== Directions ==
Provide only the number of lines in the data below that contain the string "point".

───── Material for this exercise ─────

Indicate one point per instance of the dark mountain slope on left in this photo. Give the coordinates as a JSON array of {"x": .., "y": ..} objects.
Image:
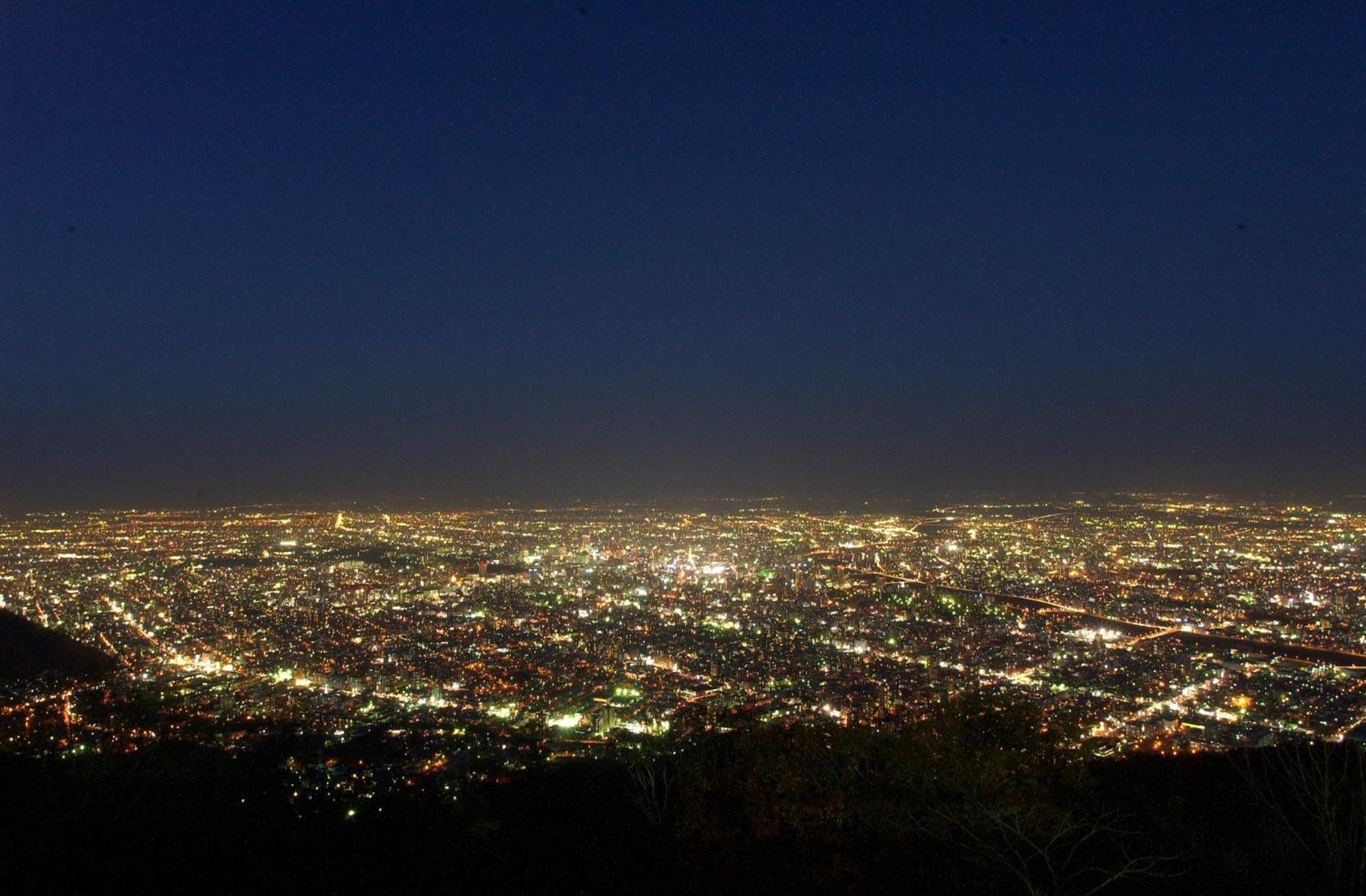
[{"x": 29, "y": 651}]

─────
───── Material for this exercise ─────

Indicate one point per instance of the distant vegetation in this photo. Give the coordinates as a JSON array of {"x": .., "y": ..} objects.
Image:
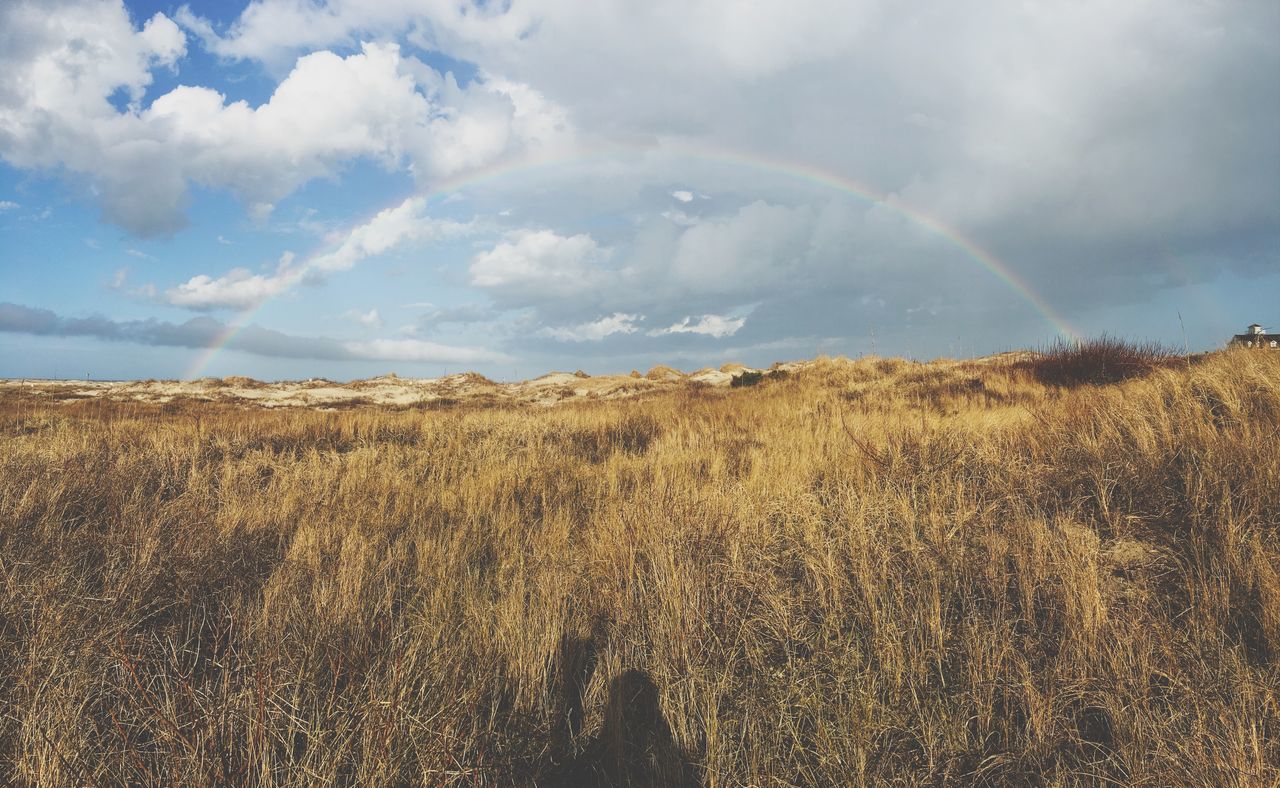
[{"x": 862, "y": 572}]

─────

== Problem solution ==
2